---- Текст страницы

Деревья на Севере умирают лёжа. Ветер и мерзлота делают своё дело. На материке деревья умирают стоя. Корни держат дерево. А люди на зоне умирали и лежа, и стоя. Стоял, стоял, упал – и всё… Если хоронят, то выроют ямку в десять сантиметров, бросят труп и набросают камней. И лежит безымянный в вечной мерзлоте. В лагере чувства притупляются, смерть становится обыденной. Человеческая жизнь – ничто. «На Севере я видел человеческих смертей слишком много для одного человека», – как-то сказал Каляев.

--------
---- Строки данных

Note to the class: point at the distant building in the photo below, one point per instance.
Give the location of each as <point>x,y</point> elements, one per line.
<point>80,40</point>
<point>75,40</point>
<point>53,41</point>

--------

**Условие задачи**
Перепишите отрывок текста о смерти на Севере, всё от «Деревья на Севере» и до «как-то сказал Каляев.», подставив «яму» вместо «ямку».

**Разбор решения**
Деревья на Севере умирают лёжа. Ветер и мерзлота делают своё дело. На материке деревья умирают стоя. Корни держат дерево. А люди на зоне умирали и лежа, и стоя. Стоял, стоял, упал – и всё… Если хоронят, то выроют яму в десять сантиметров, бросят труп и набросают камней. И лежит безымянный в вечной мерзлоте. В лагере чувства притупляются, смерть становится обыденной. Человеческая жизнь – ничто. «На Севере я видел человеческих смертей слишком много для одного человека», – как-то сказал Каляев.